Material provided:
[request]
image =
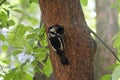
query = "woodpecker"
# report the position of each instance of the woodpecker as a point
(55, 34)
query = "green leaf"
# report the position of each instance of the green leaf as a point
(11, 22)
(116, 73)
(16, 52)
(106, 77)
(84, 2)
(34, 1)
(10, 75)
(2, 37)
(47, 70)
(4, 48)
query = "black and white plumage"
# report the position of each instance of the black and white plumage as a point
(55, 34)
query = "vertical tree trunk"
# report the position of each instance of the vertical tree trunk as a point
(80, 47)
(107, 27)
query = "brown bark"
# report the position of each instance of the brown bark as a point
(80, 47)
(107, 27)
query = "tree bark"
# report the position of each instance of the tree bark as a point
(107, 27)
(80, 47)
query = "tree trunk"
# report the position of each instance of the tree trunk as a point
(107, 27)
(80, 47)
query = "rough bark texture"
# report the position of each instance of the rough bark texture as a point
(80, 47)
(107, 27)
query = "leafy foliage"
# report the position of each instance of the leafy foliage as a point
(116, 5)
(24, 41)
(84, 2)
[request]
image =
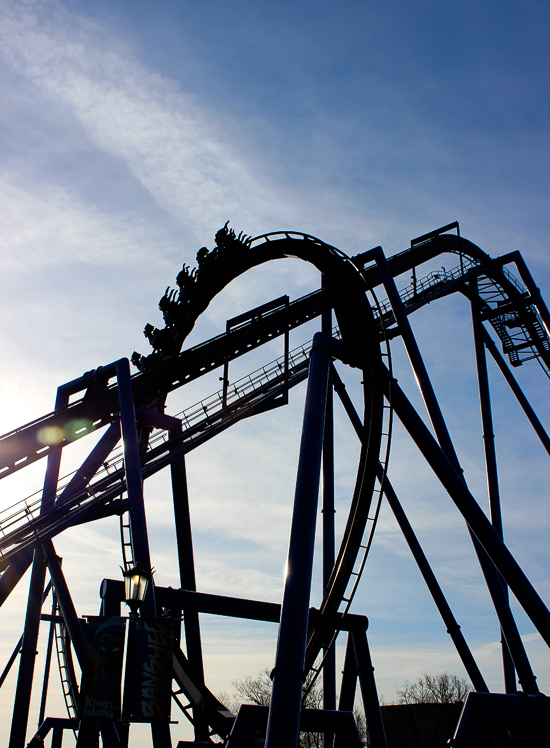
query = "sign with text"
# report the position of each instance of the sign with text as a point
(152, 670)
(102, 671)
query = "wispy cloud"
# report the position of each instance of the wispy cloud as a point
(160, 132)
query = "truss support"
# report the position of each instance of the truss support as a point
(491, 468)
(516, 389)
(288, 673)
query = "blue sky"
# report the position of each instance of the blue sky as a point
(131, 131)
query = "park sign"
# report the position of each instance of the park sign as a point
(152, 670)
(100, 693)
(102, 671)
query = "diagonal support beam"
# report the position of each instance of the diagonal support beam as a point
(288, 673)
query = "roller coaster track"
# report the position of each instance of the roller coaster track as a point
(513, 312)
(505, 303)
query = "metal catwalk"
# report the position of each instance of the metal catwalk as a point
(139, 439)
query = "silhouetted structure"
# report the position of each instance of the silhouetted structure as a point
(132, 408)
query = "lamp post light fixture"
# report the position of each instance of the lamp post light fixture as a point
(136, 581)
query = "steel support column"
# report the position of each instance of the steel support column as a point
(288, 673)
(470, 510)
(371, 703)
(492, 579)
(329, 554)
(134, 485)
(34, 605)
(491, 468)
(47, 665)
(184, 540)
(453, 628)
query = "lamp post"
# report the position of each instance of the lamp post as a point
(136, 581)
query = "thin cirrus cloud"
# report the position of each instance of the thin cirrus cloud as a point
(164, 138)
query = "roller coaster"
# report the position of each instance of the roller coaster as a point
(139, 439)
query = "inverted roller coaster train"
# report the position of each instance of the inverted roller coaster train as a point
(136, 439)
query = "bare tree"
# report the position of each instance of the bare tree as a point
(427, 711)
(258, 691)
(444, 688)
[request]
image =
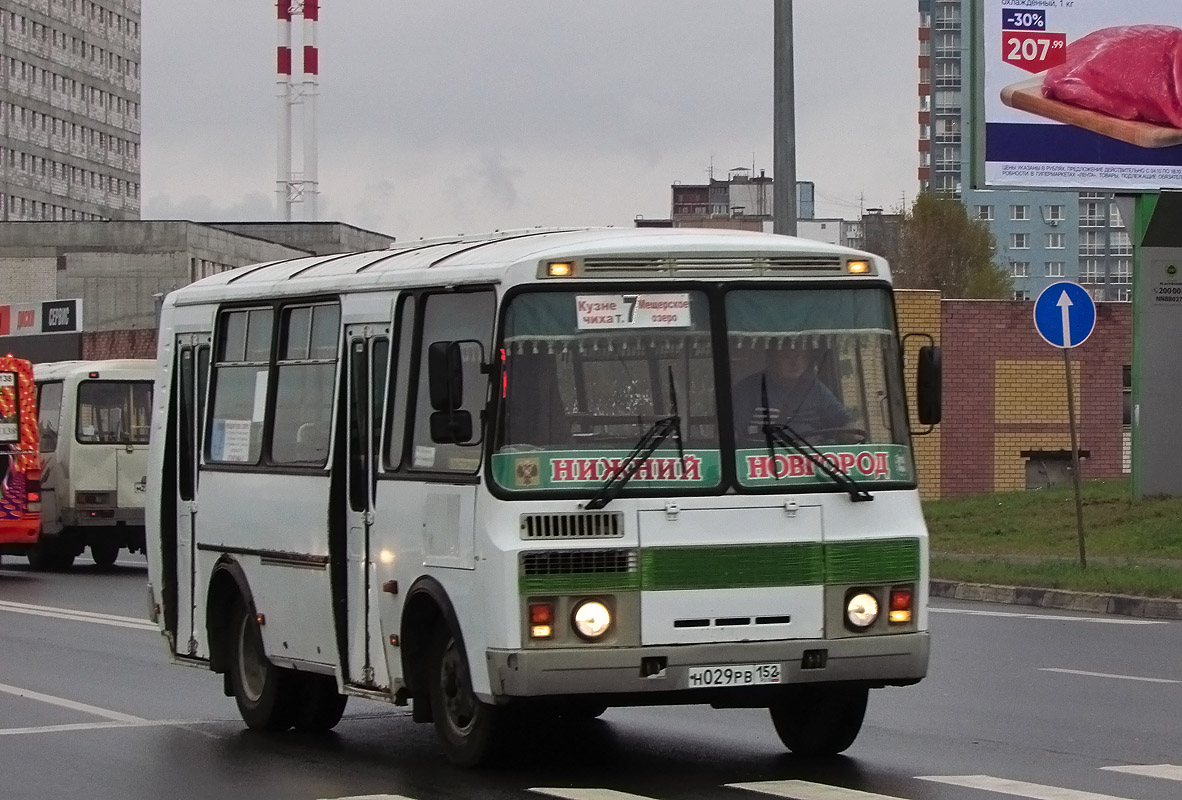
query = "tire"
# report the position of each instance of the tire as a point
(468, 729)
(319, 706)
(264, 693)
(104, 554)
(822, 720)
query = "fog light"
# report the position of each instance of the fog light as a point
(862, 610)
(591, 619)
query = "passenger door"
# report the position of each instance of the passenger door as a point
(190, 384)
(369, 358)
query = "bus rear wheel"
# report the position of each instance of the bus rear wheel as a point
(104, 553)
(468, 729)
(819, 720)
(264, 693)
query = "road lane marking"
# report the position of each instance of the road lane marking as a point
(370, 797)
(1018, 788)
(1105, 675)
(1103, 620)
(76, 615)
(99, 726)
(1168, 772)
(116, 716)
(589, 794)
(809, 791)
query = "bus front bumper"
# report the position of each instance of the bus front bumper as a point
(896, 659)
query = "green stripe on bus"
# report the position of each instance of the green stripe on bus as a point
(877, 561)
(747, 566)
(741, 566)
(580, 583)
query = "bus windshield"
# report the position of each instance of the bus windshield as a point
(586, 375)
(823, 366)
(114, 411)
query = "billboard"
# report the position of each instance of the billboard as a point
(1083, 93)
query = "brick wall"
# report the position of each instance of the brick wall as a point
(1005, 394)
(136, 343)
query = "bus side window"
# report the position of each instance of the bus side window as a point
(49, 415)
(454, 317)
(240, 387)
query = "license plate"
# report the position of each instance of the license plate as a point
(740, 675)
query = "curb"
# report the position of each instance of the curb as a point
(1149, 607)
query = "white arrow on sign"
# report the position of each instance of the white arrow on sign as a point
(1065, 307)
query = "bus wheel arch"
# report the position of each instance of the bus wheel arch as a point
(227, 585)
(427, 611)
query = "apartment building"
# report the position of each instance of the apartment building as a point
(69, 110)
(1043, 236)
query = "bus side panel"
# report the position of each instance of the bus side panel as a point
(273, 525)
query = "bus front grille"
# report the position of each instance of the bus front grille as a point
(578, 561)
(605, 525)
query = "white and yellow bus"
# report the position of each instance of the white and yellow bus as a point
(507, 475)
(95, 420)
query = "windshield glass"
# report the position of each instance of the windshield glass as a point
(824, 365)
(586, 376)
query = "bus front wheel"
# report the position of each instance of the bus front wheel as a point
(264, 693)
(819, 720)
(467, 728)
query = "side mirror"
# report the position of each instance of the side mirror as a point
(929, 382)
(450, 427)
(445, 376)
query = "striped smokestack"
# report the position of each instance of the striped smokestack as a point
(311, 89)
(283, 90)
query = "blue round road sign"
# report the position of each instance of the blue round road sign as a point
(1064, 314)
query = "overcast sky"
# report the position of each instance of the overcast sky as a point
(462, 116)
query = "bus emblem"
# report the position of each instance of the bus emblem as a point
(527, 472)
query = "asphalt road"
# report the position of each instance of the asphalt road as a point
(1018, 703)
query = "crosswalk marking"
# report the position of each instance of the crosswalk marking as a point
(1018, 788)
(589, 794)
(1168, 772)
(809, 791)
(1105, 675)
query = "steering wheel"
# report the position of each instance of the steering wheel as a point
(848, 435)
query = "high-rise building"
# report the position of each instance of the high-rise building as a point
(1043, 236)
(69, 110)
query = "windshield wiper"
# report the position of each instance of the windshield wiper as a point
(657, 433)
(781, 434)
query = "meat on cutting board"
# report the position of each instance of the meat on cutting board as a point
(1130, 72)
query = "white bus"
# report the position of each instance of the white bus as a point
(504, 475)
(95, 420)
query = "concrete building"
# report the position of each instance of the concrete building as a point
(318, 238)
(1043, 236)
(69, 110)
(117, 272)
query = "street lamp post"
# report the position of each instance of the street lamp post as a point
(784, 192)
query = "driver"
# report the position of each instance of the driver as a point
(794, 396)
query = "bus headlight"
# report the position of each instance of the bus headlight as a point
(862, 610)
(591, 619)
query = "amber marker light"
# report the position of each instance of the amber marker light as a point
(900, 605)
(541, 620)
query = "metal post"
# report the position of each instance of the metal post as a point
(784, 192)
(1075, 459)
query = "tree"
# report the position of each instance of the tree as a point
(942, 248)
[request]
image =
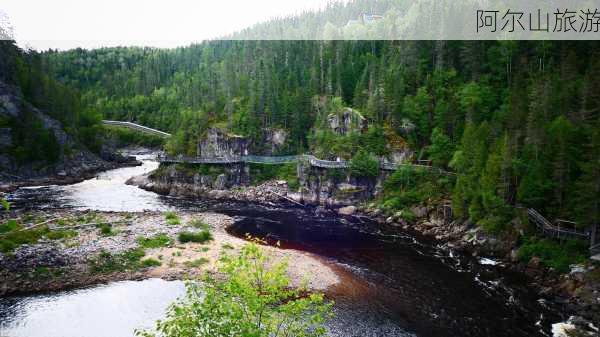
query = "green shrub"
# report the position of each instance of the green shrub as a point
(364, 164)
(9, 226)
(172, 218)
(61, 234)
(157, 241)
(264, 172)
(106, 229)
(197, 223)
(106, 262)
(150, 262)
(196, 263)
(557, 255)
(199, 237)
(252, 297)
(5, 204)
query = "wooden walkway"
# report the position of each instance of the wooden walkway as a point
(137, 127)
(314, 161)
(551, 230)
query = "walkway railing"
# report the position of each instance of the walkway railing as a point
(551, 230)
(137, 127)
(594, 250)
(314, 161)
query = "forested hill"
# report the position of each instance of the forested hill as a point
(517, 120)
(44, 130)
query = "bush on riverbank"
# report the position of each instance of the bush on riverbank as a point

Problem to solve:
List every line of the rows above that contains the word "silhouetted", matching case exactly.

Reply:
query = "silhouetted structure"
# report the position of each instance of the silhouetted structure as a point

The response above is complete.